▶ REQUIRED ACTION: Transcribe all records verbatim.

▶ DATA PROVIDED:
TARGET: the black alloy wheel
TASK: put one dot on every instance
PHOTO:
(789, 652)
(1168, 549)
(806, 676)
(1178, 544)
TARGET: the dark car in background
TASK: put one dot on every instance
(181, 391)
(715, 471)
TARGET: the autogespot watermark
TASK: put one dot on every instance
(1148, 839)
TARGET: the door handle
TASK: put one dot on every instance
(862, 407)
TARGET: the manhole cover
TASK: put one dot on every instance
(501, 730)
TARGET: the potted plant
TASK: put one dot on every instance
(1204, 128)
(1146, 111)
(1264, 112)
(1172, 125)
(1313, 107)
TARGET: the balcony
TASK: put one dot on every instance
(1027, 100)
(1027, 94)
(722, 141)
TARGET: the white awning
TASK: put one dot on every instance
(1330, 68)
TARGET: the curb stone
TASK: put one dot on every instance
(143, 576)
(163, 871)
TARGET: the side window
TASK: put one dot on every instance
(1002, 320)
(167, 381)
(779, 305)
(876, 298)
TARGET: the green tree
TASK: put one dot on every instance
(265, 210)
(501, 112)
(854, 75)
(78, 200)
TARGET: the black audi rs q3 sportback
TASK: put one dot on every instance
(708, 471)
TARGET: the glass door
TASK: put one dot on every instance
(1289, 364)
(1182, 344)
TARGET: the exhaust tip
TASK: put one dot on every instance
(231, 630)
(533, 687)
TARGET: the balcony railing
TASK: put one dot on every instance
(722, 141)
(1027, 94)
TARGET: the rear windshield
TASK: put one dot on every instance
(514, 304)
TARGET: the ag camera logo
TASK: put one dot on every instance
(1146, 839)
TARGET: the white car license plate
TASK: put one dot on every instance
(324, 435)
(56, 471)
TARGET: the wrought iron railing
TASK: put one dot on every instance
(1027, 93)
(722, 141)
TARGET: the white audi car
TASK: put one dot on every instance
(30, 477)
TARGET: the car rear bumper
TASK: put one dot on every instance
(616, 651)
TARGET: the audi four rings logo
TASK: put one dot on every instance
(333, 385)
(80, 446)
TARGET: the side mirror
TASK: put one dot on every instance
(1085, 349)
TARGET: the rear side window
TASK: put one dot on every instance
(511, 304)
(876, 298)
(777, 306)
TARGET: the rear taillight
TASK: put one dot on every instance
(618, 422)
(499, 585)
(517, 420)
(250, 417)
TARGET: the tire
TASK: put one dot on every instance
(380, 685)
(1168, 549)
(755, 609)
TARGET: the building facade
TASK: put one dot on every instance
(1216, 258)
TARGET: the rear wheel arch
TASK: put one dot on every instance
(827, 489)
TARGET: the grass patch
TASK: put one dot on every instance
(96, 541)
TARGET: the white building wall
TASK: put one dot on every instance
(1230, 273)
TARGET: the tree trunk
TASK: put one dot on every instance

▶ OUTPUT FOR THIS TASK:
TARGET: the black alloy wheel
TASK: put one dot on every instance
PHOTO:
(789, 652)
(1168, 549)
(806, 676)
(1178, 544)
TARGET: the dark car in background
TASK: put one dot on every instance
(181, 391)
(715, 471)
TARGET: the autogespot watermark
TASK: put one dot on every instance
(1148, 839)
TARGET: the door handle
TASK: put one dot on every instance
(862, 407)
TARGET: the manhole cover
TASK: put one dot on every instance
(501, 730)
TARGET: the potted plant
TASK: put one dot on every instance
(1204, 128)
(1146, 111)
(1264, 112)
(1172, 125)
(1313, 107)
TARGET: the balcony
TASK: put one dot on every instance
(1027, 100)
(1027, 94)
(722, 141)
TARGET: the white awning
TASK: put one dot on every instance
(1330, 68)
TARGET: the curb stone
TASK: put one dot on every instance
(143, 576)
(163, 871)
TARGET: the side window
TASK: put one dot on every instance
(1002, 320)
(167, 381)
(779, 305)
(876, 298)
TARGET: the green tree
TASK: put one dot on every instance
(265, 210)
(501, 112)
(854, 75)
(78, 200)
TARGET: the black audi rs q3 sportback
TASK: put one dot on every instance
(708, 471)
TARGET: the glass door
TASK: put one dot on every instance
(1289, 364)
(1182, 344)
TARGET: the exhaust tip
TASK: put one dot on every instance
(231, 630)
(533, 687)
TARGET: the balcony railing
TASK: put one dot on every instance
(722, 141)
(1027, 94)
TARGET: the rear windshield
TASK: put one dot on every instance
(514, 304)
TARGET: the ag camera logo
TASK: put one dot on every instance
(1146, 839)
TARGET: the white car license plate
TASK: put one dot on every instance
(324, 435)
(56, 471)
TARGET: the wrought iron railing
TASK: put one dot on every instance
(1027, 93)
(722, 141)
TARGET: the white audi car
TASK: put one dot on every instance
(30, 477)
TARGET: the car rear bumper
TASK: put one dot on every instance
(616, 651)
TARGET: the audi four rings logo
TASK: put one dot on every instance
(333, 385)
(80, 446)
TARGET: the side mirror
TASK: put one dot on every instance
(1085, 349)
TARGET: the rear side window
TASK: put one dot on every instance
(511, 304)
(876, 298)
(777, 306)
TARGET: the rear taillight
TASK: put one dot on every instance
(618, 422)
(499, 585)
(517, 420)
(250, 417)
TARGET: the tire
TASK: put one dot on every instance
(380, 685)
(1168, 549)
(755, 609)
TARGET: the building facade
TASK: put one dot on every instance
(1216, 258)
TARGET: the rear wheel arch
TASK: put one dot on every instance
(827, 489)
TARGET: the grass patch
TASK: put one dot on every instance
(96, 541)
TARGET: the white building wall
TASK: put one dot on every instance
(1230, 273)
TARGET: the tree trunk
TASK: put one dot on every instance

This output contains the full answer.